━━━━━ PETIKAN BACAAN

Untuk mengisi kekosongan kosakata karena ketiadaan kata semakna maka kata serapan dari bahasa Prancis dalam ranah kuliner dan mode di Indonesia mewarnai khasanah perbendaharaan kata bahasa Indonesia. Kosakata yang diserap ke dalam bahasa Indonesia tersebut mulai dikenal dan digunakan sejak dari masa kolonial Eropa di Indonesia hingga saat ini.
Menurut Hayatul Cholsy, S.S., M.Hum, dosen Jurusan Sastra Perancis FIB UGM, proses masuk dan diserapnya kosakata ini tidak lepas dari adanya kontak dengan bangsa Eropa, terutama bangsa Prancis yang datang dan mengadakan kontak langsung dengan bangsa Indonesia di berbagai bidang, termasuk dalam bidang kuliner dan mode. Penyerapan dan pemakaian kosakata ini di dalam masyarakat berkembang secara signifikan dan menjadi kosakata yang penting dalam dunia kuliner dan mode di Indonesia.

━━━━━━━━━━
━━━━━ BARIS DATA

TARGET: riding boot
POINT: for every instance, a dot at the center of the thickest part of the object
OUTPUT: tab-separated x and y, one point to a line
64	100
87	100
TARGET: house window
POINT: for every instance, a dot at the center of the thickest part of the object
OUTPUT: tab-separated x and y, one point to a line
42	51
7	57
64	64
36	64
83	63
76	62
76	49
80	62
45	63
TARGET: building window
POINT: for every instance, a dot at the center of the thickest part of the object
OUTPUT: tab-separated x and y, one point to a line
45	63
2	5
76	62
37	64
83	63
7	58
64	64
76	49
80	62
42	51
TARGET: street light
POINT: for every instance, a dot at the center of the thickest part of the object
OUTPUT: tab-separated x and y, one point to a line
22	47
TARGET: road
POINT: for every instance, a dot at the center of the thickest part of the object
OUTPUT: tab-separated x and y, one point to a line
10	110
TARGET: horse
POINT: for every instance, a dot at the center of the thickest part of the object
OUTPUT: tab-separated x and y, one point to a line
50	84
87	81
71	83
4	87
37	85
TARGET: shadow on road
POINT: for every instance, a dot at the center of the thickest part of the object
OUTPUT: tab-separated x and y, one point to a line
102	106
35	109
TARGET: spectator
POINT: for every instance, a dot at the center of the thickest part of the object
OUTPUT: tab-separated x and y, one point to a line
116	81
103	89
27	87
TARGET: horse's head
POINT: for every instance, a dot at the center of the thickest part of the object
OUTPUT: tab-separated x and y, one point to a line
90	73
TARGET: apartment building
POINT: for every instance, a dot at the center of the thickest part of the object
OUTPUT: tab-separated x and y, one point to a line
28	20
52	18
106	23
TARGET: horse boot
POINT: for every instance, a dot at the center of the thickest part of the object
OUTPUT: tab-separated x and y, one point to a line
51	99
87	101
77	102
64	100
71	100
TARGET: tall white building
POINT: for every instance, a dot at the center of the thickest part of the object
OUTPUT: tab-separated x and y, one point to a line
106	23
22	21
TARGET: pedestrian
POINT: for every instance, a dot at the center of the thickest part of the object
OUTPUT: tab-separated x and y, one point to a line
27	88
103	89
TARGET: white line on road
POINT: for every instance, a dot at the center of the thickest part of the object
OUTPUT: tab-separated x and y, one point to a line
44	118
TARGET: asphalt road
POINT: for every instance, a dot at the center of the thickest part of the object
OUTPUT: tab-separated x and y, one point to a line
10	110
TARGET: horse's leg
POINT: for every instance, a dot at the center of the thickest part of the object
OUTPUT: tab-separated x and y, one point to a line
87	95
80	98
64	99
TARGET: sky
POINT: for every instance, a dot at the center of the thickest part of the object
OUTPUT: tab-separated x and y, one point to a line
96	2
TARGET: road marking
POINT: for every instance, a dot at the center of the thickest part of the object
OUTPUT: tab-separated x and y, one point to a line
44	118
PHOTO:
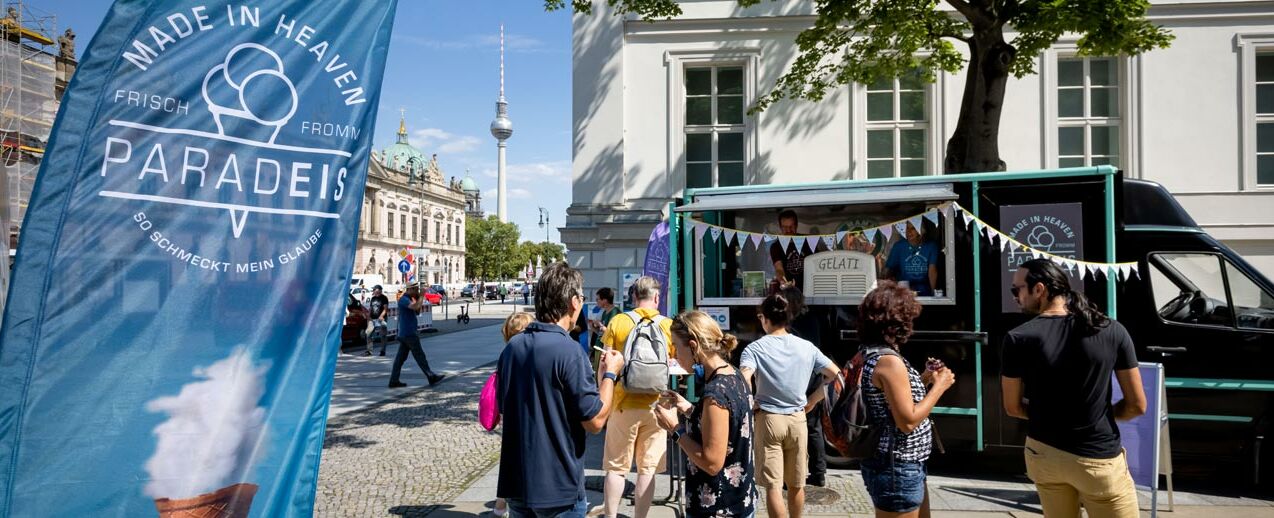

━━━━━━━━━━

▸ TUGAS LATIHAN
Lanjutkan teks tentang kata serapan bahasa Prancis dalam bidang kuliner dan mode, dimulai setelah kalimat terakhirnya.

▸ JAWABAN LATIHAN
“Sebagai negara dengan tradisi kuliner yang diakui oleh dunia internasional dan sebagai salah satu kiblat mode dunia, pengaruh Prancis tidak dapat dihindari oleh Indonesia di dalam kedua ranah tersebut,” ujar Hayatul Cholsy, di ruang Multimedia, Gedung R.M. Margono Djojohadikusumo, Fakultas Ilmu Budaya UGM, Selasa (30/5) saat menjalani ujian terbuka program doktor bidang ilmu linguistik.
Kosakata bahasa Prancis, menurut Hayatul Cholsy, digunakan di dalam teks maupun wacana dalam media apapun di Indonesia. Seperti halnya proses penyerapan kosakata asing maka proses penyerapan kosakata bahasa Prancis ke dalam bahasa Indonesia mengalami penyesuaian, baik secara fonologis, ortografis maupun secara semantis.
“Hanya saja, dalam proses penyesuaian ini muncul ketidakkonsistenan pemakaian kosakata dari bahasa Prancis pada ranah kuliner dan mode dalam tataran fonologi yang mengarah kepada ortografi dan juga pada tataran semantik,” tuturnya.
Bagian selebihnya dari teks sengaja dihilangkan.